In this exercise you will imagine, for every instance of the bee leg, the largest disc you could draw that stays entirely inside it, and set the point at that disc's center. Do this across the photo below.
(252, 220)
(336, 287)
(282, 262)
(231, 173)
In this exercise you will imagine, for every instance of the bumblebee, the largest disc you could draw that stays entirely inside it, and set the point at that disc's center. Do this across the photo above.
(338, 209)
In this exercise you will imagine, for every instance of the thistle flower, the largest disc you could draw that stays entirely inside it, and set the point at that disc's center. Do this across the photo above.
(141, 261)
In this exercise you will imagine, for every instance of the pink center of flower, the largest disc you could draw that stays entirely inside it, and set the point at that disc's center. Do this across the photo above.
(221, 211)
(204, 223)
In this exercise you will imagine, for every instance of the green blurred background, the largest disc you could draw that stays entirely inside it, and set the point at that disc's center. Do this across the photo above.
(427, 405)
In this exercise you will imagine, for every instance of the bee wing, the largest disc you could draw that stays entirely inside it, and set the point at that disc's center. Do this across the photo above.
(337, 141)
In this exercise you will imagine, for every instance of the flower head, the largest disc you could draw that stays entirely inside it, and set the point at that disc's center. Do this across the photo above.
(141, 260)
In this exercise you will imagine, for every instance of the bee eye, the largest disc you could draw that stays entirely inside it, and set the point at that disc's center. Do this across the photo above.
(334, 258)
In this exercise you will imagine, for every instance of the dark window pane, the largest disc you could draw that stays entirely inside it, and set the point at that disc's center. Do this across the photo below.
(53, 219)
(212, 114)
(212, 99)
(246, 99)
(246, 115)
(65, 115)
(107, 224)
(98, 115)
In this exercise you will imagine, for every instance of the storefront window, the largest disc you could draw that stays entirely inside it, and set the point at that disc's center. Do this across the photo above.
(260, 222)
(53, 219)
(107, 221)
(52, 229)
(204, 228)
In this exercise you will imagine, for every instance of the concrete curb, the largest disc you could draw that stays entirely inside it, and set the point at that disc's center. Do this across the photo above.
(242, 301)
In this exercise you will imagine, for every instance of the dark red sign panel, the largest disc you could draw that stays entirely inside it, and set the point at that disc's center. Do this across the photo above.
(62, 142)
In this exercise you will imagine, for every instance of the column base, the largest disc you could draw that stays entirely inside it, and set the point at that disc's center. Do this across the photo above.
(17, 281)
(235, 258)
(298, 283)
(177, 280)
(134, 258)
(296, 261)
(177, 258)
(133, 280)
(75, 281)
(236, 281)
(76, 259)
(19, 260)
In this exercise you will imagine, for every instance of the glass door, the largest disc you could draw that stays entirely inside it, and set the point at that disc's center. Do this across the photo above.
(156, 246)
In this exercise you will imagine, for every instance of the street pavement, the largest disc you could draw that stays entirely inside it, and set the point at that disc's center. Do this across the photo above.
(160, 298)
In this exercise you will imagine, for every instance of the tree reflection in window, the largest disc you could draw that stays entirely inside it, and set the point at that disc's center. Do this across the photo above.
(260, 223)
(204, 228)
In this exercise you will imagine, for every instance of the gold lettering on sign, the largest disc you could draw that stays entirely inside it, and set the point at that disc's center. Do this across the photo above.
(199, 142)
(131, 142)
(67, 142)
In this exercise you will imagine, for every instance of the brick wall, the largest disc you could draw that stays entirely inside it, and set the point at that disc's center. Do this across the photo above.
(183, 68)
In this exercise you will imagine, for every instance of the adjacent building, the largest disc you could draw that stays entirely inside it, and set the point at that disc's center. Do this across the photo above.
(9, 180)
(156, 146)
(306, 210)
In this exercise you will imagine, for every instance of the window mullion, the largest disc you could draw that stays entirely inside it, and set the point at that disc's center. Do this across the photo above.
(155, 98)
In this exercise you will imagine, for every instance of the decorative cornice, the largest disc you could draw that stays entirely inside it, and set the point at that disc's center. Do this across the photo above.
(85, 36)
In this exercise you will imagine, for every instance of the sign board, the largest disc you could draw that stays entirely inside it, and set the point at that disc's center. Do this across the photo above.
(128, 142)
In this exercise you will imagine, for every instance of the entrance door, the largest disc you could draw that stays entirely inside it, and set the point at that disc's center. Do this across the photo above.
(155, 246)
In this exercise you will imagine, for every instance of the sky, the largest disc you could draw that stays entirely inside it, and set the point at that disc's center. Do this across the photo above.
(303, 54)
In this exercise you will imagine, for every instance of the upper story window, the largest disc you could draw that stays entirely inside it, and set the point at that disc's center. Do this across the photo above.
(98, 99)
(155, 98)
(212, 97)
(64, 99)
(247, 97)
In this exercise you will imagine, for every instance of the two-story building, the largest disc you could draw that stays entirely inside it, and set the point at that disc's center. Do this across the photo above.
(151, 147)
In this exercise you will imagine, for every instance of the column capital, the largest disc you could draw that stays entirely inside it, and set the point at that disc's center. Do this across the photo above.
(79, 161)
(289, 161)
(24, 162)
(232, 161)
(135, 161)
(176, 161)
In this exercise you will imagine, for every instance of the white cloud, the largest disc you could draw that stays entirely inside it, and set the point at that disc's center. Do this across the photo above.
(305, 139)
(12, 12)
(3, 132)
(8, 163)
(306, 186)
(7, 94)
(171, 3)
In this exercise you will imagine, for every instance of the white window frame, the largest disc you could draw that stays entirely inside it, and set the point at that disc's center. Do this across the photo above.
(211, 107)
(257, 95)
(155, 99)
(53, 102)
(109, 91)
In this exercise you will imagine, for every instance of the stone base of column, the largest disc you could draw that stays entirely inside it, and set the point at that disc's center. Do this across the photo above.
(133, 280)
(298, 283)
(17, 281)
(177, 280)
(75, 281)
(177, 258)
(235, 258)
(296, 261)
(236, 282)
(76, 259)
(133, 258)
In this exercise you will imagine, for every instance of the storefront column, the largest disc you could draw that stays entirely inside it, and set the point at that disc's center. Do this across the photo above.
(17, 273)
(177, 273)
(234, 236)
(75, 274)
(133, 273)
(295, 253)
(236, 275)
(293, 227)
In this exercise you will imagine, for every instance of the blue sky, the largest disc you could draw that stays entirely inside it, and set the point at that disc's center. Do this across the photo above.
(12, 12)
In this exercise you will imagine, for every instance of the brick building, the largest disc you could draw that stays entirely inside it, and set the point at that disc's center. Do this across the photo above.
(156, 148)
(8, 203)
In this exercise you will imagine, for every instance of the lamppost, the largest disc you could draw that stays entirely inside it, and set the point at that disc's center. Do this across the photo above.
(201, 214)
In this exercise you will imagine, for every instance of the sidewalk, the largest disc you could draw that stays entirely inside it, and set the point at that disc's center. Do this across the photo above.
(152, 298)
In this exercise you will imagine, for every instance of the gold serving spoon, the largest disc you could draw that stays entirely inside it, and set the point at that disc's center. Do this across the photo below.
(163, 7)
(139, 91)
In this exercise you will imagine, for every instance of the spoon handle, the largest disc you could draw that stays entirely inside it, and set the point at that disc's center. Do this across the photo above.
□ □ □ □ □
Repeat the part of the records above that opens with the line containing "the lamppost, the" and closes with the end of the records, both ends included and the requests kept, shifting every coordinate in the answers up by 108.

In this exercise you will imagine, for every instance of the lamppost, the largest disc you could draw that stays entirely inside it, and set the point at that disc's center. Do this across the photo above.
(309, 322)
In this exercise you will imagine, for every instance of the sidewalk, the largest disc you could draw that stays entirely inside it, and set the point at that disc's center. Do this across the photo above.
(260, 406)
In this exercise you will imagine, for every instance of the gold serving spoon, the largest disc you could draw that stays entirely inside it, and set the point at that disc's center. Do this across the photo below.
(271, 115)
(247, 199)
In this exercise you will imagine, for every instance of the spoon handle, the largest disc you could draw that stays entirely inside it, and set the point at that disc's center. Do this across the photo above.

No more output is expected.